▶ _TEXTO APRESENTADO_:
========

Um dos investigadores envolvidos na elaboração deste estudo analítico, um professor de imunologia da Universidade de Medicina de Yale chamado Vishwa Deep Dixit, já defendeu que esta investigação pode reorientar boa parte da estratégia de combate à Covid-19 e originar novos tratamentos para a doença que visem a gordura corporal. “Talvez seja esse o calcanhar de Aquiles [das pessoas] que o vírus utiliza para escapar às respostas do nosso sistema imunológico e protetor — escondendo-se neste sítio”.

Citado pelo The New York Times, um especialista e professor de cardiologia da Universidade Johns Hopkins, David Kass, traduziu aquilo a que esta investigação agora aponta: o SARS-CoV-2, referiu, “pode infetar” o tecido gordo “e na verdade residir ali”. Esta parte do corpo é assim “um lugar que o amplifica”.

Não é novidade que o tecido adiposo pode servir de reservatório e local de alojamento de vírus (tal já se sabia, por exemplo, relativamente ao HIV) mas percebe-se agora que a nova estirpe de coronavírus que provocou uma pandemia mundial parece ser capaz de contornar as defesas imunológicas da gordura corporal.

========

▶ _INFORMAÇÃO EXTRAÍDA_:
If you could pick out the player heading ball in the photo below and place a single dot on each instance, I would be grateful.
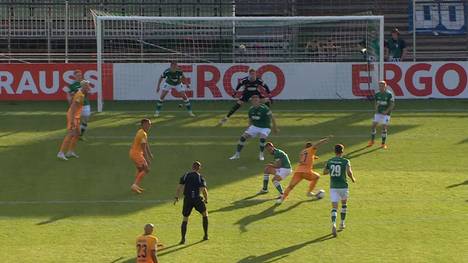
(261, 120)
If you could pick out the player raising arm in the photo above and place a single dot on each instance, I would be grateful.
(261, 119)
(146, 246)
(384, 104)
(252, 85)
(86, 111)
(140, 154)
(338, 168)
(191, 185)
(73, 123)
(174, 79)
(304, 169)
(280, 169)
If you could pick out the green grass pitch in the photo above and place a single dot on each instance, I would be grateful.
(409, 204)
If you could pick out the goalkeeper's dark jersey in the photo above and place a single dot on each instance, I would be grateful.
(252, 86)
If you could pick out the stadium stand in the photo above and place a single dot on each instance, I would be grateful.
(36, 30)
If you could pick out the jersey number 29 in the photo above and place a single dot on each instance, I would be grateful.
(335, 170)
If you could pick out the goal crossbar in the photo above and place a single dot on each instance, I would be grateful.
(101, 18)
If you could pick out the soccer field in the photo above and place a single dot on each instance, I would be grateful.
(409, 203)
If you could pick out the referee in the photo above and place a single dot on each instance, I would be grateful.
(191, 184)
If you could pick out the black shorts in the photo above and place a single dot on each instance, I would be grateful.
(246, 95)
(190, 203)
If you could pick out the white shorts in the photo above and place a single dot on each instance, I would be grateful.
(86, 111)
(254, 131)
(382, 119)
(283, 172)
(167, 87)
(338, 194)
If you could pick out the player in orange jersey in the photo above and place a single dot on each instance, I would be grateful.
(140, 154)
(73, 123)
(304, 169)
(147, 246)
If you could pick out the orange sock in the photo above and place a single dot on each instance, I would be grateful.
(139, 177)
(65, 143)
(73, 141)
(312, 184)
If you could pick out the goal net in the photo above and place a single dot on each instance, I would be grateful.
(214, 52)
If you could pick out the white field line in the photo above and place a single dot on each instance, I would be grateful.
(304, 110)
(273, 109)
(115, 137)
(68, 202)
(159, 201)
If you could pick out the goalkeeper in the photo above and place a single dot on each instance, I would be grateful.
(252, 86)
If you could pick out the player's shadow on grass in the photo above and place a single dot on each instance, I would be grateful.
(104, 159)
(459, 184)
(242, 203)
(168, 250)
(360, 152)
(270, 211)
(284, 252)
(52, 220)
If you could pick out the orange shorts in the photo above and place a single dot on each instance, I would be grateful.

========

▶ _TAREFA A_:
Transcreva do texto sobre o coronavírus e a gordura corporal tudo o que vai desde "Citado pelo The" até "da gordura corporal.".
▶ _TAREFA B_:
Dê continuidade ao texto sobre o coronavírus e a gordura corporal, começando a seguir à última frase apresentada.
O material constitui um conjunto à parte, independente do texto.

▶ _RESPOSTA A_:
Citado pelo The New York Times, um especialista e professor de cardiologia da Universidade Johns Hopkins, David Kass, traduziu aquilo a que esta investigação agora aponta: o SARS-CoV-2, referiu, “pode infetar” o tecido gordo “e na verdade residir ali”. Esta parte do corpo é assim “um lugar que o amplifica”.

Não é novidade que o tecido adiposo pode servir de reservatório e local de alojamento de vírus (tal já se sabia, por exemplo, relativamente ao HIV) mas percebe-se agora que a nova estirpe de coronavírus que provocou uma pandemia mundial parece ser capaz de contornar as defesas imunológicas da gordura corporal.

▶ _RESPOSTA B_:
Como escrevia recentemente a revista científica Science, as pessoas que sofrem de obesidade têm maior probabilidade de vir a desenvolver doenças como problemas de coração, doenças de pulmão e diabetes — tudo fatores de risco independentes que aumentam a probabilidade de uma infeção com o novo coronavírus originar sintomas mais graves. A obesidade resulta ainda em riscos de coagulação do sangue, de inflamações crónicas e de um enfraquecimento do sistema imunitário, tudo fatores que tendem a piorar a Covid-19.

Em agosto, uma investigação disponibilização em pré-publicação por investigadores da biotecnológica Genentech concluía que cerca de 77% dos pacientes com Covid-19 hospitalizados nos Estados Unidos da América tinham ou excesso de peso (29%) ou obesidade (48%).